# Exercise instructions:
1. Reproduce the court judgment from "The judgment of" to "gevangenisstraf opgelê.".
2. Translate this sentence from the court judgment into English: "Die Vierde Appellant word dus ‘n effektiewe vonnis van 41 jaar gevangenisstraf opgelê."

# START OF Text passage

On 9 September 2002 a
Full Bench of this Court confirmed these sentences, but made a
different order regarding the concurrent
serving of sentences,
resulting in an effective term of 41 years imprisonment. It was
recommended that the applicant serve at
least 20 years of the
effective period of imprisonment before being considered for parole.
The judgment of the Full
Bench (under case number KS 56/00) has been reported in SAFFLII
under the neutral citation
[2002] ZANCHC 26.
In view of what follows
I quote the relevant part of this judgment, which can be found on
page 27 immediately after the orders
in respect of the applicant
(who was the fourth appellant in that matter):
“
Die
Vierde Appellant word dus ‘n effektiewe vonnis van 41 jaar
gevangenisstraf opgelê.
Dit word
aanbeveel
dat die Vierde Appellant nie vir parool oorweeg word alvorens hy 20
jaar van die gevangenisstraf uitgedien het nie.”
(my emphasis)
On petition by the
applicant and some of his co-accused the Supreme Court of Appeal on
1 April 2003 refused leave to appeal against
the sentences.
In January 2009 the
applicant filed an application for leave to appeal (apparently
against his convictions) to the Constitutional
Court. On 5 November
2010 the Chief Director in the office of the Chief Justice informed
the applicant as follows:
“
This
is not a matter to be considered by the Constitutional Court at this
stage. If you feel that your constitutional rights have
been
infringed we would advise you at this stage to rather approach the
relevant High Court or the Supreme Court of Appeal for
relief.
If you want to bring a
direct application to this Court, you have to do so in terms of the
Rules of the Court ….. “
The
papers in the present application also include what purports to be a
notice of motion
1
dated 22 June 2009, and a number of
annexures thereto, in which the applicant sought condonation for the
late noting of that application
and the antedating of his sentences
2
to 21 June 2001
3
,
based on the fact that he had spent a period of one year and four
months in custody awaiting trial. It appears as if that
“
application
”
never proceeded to Court.
On
25 September 2012 the applicant filed another notice of motion, this
time with a founding affidavit by himself. According to
its
introductory paragraphs it was intended to be “
an
application for reconsideration of sentence”

# END OF Text passage
# START OF Provided information

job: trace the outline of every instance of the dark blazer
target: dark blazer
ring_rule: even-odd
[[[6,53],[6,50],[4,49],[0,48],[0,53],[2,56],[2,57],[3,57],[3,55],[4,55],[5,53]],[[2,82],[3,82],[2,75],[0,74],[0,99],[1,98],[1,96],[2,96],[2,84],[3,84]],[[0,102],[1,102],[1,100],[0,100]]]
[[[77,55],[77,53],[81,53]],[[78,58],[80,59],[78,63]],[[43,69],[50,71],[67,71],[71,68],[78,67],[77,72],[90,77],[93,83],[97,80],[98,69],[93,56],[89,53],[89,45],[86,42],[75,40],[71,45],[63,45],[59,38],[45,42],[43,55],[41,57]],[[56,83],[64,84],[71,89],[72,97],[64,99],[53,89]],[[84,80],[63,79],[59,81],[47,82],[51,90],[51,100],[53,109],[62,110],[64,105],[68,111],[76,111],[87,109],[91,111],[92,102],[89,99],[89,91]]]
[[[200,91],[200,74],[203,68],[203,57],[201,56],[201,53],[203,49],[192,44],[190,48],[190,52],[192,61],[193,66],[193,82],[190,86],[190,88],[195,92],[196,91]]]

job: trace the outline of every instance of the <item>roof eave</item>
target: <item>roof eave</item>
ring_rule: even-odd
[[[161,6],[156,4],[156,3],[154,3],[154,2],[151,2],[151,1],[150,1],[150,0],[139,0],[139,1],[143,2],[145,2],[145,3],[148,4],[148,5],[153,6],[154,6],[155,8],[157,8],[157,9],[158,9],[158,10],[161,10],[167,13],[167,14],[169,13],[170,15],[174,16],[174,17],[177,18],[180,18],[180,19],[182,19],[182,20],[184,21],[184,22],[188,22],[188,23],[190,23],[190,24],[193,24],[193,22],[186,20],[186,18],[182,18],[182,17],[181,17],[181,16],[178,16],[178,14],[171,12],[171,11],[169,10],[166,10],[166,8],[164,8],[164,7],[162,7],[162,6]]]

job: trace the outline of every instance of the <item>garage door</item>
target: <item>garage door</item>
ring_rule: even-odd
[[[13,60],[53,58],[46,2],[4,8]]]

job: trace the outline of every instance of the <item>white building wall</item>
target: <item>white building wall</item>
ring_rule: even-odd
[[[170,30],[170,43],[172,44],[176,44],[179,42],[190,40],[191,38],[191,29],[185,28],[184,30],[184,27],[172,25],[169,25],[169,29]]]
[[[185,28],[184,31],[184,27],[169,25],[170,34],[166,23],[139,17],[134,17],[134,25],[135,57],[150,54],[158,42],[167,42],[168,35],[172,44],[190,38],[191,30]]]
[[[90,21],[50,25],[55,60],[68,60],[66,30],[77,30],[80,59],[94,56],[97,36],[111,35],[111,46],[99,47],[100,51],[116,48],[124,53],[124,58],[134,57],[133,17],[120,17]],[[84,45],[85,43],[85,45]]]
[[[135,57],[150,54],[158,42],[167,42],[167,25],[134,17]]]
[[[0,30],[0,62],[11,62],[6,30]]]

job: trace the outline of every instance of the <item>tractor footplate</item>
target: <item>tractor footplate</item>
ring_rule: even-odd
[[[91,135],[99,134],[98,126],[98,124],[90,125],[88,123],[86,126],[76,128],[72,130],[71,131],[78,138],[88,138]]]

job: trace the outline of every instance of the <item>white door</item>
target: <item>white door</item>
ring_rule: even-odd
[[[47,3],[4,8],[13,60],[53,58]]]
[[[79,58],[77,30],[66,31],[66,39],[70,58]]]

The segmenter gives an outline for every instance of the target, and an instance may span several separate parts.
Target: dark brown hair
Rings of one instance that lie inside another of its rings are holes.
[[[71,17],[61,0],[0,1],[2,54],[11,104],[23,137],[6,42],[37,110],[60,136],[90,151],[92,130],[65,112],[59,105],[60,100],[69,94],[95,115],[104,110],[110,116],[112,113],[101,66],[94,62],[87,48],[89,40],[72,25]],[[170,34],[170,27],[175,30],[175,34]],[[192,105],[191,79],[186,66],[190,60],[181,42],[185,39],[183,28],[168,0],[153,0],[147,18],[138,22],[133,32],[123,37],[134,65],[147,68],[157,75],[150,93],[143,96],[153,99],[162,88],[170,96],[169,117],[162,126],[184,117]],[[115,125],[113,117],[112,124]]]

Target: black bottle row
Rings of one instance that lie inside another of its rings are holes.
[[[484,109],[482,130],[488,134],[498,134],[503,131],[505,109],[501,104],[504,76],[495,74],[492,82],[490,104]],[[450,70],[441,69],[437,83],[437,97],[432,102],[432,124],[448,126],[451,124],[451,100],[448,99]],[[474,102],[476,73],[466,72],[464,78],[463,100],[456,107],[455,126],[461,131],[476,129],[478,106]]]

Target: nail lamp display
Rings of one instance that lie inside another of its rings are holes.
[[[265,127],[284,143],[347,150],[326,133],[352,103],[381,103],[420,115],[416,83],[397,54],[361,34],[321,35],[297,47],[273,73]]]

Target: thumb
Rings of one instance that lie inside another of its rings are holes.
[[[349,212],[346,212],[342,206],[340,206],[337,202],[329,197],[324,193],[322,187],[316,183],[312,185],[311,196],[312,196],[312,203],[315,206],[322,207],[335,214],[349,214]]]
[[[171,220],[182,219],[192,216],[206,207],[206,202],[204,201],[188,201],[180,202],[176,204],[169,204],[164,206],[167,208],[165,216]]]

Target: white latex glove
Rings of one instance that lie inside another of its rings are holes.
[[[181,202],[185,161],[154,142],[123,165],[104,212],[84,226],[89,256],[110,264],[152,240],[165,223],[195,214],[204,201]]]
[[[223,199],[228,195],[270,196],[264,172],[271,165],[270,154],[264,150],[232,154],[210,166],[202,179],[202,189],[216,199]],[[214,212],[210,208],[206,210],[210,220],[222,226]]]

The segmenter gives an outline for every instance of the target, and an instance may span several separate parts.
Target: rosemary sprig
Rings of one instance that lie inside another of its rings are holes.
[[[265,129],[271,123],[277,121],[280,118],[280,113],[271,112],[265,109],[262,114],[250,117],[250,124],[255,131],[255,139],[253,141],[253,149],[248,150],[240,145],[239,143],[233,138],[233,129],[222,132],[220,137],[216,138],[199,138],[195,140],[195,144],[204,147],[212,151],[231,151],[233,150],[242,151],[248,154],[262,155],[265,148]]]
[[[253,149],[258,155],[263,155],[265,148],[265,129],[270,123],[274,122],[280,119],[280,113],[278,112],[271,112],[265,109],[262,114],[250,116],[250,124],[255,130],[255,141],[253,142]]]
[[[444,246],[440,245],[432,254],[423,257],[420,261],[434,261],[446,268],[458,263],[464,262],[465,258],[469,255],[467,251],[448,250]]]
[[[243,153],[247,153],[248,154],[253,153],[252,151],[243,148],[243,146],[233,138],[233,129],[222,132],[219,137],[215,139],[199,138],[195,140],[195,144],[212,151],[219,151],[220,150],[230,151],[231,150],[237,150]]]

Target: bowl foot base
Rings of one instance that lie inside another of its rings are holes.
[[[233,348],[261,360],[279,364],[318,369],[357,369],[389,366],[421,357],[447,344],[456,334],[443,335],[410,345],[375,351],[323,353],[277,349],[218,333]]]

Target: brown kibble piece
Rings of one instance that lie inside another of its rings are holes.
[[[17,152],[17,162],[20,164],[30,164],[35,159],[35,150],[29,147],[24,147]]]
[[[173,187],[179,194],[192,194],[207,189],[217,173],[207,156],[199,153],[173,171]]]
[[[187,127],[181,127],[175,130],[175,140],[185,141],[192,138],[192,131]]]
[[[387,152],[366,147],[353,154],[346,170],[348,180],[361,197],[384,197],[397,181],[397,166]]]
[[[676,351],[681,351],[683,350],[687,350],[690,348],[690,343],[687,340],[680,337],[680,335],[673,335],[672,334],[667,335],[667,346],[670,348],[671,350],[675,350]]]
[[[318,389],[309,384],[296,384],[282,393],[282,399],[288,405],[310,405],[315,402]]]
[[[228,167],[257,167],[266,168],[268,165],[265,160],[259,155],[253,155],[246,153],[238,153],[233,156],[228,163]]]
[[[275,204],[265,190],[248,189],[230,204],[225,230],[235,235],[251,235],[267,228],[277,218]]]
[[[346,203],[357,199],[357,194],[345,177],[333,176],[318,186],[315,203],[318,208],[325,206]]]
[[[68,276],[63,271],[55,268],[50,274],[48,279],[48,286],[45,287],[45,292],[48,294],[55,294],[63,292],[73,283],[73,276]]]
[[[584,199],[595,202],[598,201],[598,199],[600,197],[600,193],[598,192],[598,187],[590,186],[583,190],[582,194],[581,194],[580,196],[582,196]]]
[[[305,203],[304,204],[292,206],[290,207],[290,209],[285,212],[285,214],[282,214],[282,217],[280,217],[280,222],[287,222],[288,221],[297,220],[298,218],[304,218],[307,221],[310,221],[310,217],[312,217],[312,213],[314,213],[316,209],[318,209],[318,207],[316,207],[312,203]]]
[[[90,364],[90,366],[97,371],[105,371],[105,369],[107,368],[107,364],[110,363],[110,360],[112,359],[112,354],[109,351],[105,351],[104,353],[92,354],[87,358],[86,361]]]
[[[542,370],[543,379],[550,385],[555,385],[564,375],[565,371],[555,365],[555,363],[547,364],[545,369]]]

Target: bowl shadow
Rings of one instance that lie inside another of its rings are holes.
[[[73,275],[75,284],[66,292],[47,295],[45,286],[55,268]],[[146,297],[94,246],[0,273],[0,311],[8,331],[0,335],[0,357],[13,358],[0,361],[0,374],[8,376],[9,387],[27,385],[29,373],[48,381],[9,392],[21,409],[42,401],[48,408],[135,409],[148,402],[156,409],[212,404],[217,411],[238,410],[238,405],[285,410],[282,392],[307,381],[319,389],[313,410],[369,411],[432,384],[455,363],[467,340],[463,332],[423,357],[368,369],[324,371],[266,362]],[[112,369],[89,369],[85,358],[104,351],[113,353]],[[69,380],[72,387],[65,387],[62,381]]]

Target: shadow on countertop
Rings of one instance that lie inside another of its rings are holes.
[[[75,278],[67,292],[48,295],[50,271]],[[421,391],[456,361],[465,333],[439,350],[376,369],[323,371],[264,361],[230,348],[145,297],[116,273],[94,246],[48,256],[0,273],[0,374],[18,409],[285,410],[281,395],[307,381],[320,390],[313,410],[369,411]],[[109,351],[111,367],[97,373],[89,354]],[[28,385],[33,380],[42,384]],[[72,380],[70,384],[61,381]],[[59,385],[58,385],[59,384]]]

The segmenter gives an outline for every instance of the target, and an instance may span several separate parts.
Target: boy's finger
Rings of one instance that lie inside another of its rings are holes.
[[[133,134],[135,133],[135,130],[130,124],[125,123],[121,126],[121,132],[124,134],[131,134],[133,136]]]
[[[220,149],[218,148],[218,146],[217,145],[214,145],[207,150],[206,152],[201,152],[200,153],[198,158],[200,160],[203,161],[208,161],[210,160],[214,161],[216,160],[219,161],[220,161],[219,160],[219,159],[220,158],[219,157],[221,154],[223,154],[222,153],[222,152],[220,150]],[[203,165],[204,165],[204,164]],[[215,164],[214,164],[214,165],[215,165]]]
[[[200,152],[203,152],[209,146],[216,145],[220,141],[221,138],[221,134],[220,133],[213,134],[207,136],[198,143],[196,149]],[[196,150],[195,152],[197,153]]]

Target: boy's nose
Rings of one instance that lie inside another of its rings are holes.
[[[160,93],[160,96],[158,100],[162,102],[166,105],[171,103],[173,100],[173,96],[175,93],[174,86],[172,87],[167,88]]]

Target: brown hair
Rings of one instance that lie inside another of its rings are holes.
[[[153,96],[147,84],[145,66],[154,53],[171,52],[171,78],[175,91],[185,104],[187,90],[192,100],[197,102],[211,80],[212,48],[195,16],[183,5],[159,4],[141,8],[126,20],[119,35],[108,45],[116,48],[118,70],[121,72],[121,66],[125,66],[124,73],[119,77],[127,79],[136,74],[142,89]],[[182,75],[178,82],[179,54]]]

# END OF Provided information

# Solutions per task:
1.
The judgment of the Full
Bench (under case number KS 56/00) has been reported in SAFFLII
under the neutral citation
[2002] ZANCHC 26.
In view of what follows
I quote the relevant part of this judgment, which can be found on
page 27 immediately after the orders
in respect of the applicant
(who was the fourth appellant in that matter):
“
Die
Vierde Appellant word dus ‘n effektiewe vonnis van 41 jaar
gevangenisstraf opgelê.

2. The Fourth Appellant is thus given an effective sentence of 41 years' imprisonment.